**Recorded information**

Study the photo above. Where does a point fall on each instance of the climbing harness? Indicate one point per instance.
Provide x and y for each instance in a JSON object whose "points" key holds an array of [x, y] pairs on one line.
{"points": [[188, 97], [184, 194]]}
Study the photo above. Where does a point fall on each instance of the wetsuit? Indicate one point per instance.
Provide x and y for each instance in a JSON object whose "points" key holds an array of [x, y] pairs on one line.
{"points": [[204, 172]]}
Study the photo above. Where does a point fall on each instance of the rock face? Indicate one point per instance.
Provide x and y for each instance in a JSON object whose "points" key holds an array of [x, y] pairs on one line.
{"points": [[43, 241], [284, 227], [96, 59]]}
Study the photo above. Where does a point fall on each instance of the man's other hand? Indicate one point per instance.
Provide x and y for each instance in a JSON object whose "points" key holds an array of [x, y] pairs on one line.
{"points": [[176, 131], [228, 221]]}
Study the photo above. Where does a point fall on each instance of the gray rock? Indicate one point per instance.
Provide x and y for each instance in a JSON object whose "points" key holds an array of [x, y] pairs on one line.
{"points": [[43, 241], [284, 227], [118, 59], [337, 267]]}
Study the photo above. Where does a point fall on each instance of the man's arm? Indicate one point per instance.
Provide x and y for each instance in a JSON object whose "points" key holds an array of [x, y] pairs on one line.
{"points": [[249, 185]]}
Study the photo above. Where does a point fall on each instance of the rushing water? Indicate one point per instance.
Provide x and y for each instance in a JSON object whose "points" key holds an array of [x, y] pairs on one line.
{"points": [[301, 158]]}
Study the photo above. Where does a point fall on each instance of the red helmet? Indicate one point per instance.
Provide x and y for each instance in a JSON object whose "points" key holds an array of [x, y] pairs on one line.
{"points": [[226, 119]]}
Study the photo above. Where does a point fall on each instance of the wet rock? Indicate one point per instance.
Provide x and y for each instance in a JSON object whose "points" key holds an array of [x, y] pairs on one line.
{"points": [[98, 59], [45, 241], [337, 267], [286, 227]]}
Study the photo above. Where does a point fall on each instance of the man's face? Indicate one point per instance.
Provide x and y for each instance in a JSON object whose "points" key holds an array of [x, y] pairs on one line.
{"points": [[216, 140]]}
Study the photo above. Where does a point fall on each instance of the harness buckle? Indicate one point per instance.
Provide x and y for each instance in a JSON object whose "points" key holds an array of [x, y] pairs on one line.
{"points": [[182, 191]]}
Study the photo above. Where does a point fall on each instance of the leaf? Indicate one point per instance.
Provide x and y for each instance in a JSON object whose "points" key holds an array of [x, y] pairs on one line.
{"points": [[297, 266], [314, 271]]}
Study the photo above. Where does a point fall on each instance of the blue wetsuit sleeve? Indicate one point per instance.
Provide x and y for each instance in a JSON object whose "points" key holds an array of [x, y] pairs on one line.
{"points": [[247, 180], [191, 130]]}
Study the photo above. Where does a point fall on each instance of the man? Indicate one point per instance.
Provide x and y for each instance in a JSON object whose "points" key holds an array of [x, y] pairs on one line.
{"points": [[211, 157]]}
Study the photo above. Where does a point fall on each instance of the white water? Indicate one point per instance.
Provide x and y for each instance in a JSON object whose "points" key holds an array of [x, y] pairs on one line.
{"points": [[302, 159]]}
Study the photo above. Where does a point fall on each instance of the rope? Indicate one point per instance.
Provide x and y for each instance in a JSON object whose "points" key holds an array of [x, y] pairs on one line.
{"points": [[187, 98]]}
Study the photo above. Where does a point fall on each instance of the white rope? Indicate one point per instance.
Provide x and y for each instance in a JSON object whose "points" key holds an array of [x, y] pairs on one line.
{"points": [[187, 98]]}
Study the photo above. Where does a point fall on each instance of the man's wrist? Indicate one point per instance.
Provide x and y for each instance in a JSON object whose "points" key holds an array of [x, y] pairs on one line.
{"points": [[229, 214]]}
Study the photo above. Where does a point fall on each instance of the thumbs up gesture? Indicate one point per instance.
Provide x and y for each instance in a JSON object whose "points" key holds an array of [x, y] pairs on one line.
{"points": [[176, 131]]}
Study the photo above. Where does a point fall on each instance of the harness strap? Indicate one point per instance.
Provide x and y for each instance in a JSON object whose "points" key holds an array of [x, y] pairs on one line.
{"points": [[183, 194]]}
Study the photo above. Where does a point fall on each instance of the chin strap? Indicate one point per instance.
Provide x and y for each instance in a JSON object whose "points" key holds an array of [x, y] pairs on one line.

**Exercise brief**
Render every line of the records above as a JSON list of strings, with one string per line and blank lines omitted.

**Solution to this exercise**
[
  "Study the photo above. Where does a point fall on each instance of the climbing harness? Indicate one point per instance.",
  "Provide x and y for each instance in a JSON object whose \"points\" key holds an array of [x, y] pairs on one line.",
  "{\"points\": [[188, 97], [184, 194]]}",
  "Study the photo above. Where does a point fall on each instance of the wetsuit? Indicate one point per instance.",
  "Provide x and y for each instance in a JSON object whose \"points\" key holds an array of [x, y] pairs on one line.",
  "{\"points\": [[204, 172]]}",
  "Study the photo above. Where does a point fall on each instance of the rock face? Indicate one point per instance.",
  "Provide x and y for each instance in a JSON object whose \"points\" key holds an array of [x, y] pairs on one line.",
  "{\"points\": [[43, 241], [284, 227], [96, 59]]}",
  "Study the photo above. Where does a point fall on each instance of the man's other hand? Indicate one point per instance.",
  "Provide x and y for each instance in a JSON object whose \"points\" key holds an array of [x, y] pairs on one line.",
  "{\"points\": [[176, 131], [228, 221]]}",
  "Study the photo above. Where does a point fall on each instance of the gray rock? Indicate one point per instance.",
  "Provide x and y for each instance in a JSON object whose \"points\" key holds an array of [x, y] pairs on one line.",
  "{\"points\": [[43, 241], [284, 227], [118, 59], [337, 267]]}",
  "Study the photo above. Where does a point fall on each instance of the man's arm? Indicate one point per instance.",
  "Provide x and y for each instance in a JSON object whose \"points\" key holds an array of [x, y] pairs on one line.",
  "{\"points\": [[249, 185]]}",
  "Study the photo above. Where does a point fall on each instance of the rushing water? Indicate one point per instance.",
  "Provide x and y for each instance in a JSON object whose \"points\" key holds an array of [x, y] pairs on one line.",
  "{\"points\": [[301, 158]]}",
  "Study the photo above. Where does a point fall on each instance of the red helmet? Indicate one point per instance.",
  "Provide x and y for each instance in a JSON object whose \"points\" key holds an array of [x, y] pairs on one line.",
  "{\"points\": [[226, 119]]}",
  "Study the photo above. Where does a point fall on each instance of the wet rock? Indicate one point per instance.",
  "Provide x and y for each instance in a JSON object whose \"points\" key holds an array of [x, y] pairs on one line.",
  "{\"points\": [[98, 59], [45, 241], [337, 267], [286, 227]]}",
  "Study the photo above. Where does a point fall on each instance of the man's face? Indicate one point per instance.",
  "Provide x and y for each instance in a JSON object whose \"points\" key holds an array of [x, y] pairs on one line.",
  "{\"points\": [[216, 140]]}",
  "Study the photo above. Where does a point fall on each instance of the harness buckle? Indicate one point per instance.",
  "Provide x and y for each instance in a JSON object whose \"points\" key holds an array of [x, y] pairs on one line.",
  "{\"points\": [[182, 191]]}",
  "Study the photo above. Where does a point fall on each instance of the leaf? Indicate one point per instance.",
  "Provide x and y for each instance in a JSON object whose \"points\" key holds an array of [x, y] pairs on one line.",
  "{\"points\": [[297, 266], [314, 271]]}",
  "Study the photo above. Where does a point fall on each instance of the blue wetsuit sleeve? Indicate one point per instance.",
  "Provide x and y for each instance in a JSON object whose \"points\" key holds an array of [x, y] pairs on one line.",
  "{\"points\": [[247, 180], [191, 130]]}",
  "Study the photo above. Where does a point fall on each instance of the man? Indicate one point per instance.",
  "Provide x and y for each instance in a JSON object whose \"points\" key holds an array of [x, y] pairs on one line.",
  "{\"points\": [[211, 157]]}",
  "Study the photo above. Where does a point fall on each instance of the white water? Indicate one point per instance.",
  "Provide x and y for each instance in a JSON object whose \"points\" key holds an array of [x, y] pairs on one line.",
  "{\"points\": [[302, 159]]}",
  "Study the photo above. Where does a point fall on each instance of the rope? Indicate one point per instance.",
  "Provide x and y for each instance in a JSON object whose \"points\" key holds an array of [x, y] pairs on one line.",
  "{\"points\": [[187, 98]]}",
  "Study the photo above. Where does a point fall on each instance of the white rope? Indicate one point per instance.",
  "Provide x and y for each instance in a JSON object whose \"points\" key holds an array of [x, y] pairs on one line.",
  "{\"points\": [[187, 98]]}",
  "Study the photo above. Where does a point fall on each instance of the man's wrist? Indicate one point per instance.",
  "Provide x and y for each instance in a JSON object whose \"points\" key holds an array of [x, y] pairs on one line.",
  "{\"points\": [[229, 214]]}",
  "Study the photo above. Where does a point fall on each instance of the thumbs up gesture? Indicate one point per instance.",
  "Provide x and y for each instance in a JSON object whose \"points\" key holds an array of [x, y] pairs on one line.",
  "{\"points\": [[176, 131]]}",
  "Study the photo above. Where does a point fall on each instance of the harness strap? Indicate one point per instance.",
  "Provide x and y for each instance in a JSON object whose \"points\" key holds an array of [x, y] pairs on one line.",
  "{\"points\": [[183, 194]]}",
  "Study the photo above. Where does a point fall on each instance of the chin strap? Indicate one point per instance.",
  "Provide x and y for each instance in a JSON object whose \"points\" key holds an array of [x, y] pairs on one line."
]